#### Extracted records
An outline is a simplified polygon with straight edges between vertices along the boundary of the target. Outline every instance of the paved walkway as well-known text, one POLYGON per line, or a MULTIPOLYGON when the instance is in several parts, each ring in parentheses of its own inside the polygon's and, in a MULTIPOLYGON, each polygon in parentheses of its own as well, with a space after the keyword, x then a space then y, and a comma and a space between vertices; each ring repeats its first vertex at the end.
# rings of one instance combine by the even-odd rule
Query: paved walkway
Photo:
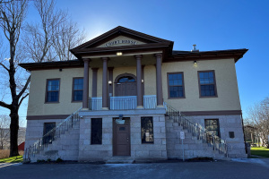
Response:
POLYGON ((28 164, 0 166, 0 178, 268 179, 268 158, 151 164, 28 164))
########
## Exercise aim
Reproduce every line of the records above, including the requests but leaving out the pictures, with each vertex coordinate in the answers multiplied by 1.85 and rounded to a whole number, halves rounded up.

## Result below
An outline is a simplified polygon with straight edges between vertices along the boundary of the target. Outline every instance of the paved walkway as well-known text, one POLYGON per line, or a MULTIPOLYGON when the instance is in several parts, each ring in parentheses of its own inside the polygon's and, in a MULTIPOLYGON, each polygon in parentheses of its own as well, with a space after the keyword, x then a space then y, and a comma and a space between vertices; each ring repeats its first vertex at the end.
# rings of one instance combine by the even-odd rule
Query: paved walkway
Photo:
Response:
POLYGON ((52 303, 0 307, 0 329, 496 331, 496 292, 279 303, 52 303))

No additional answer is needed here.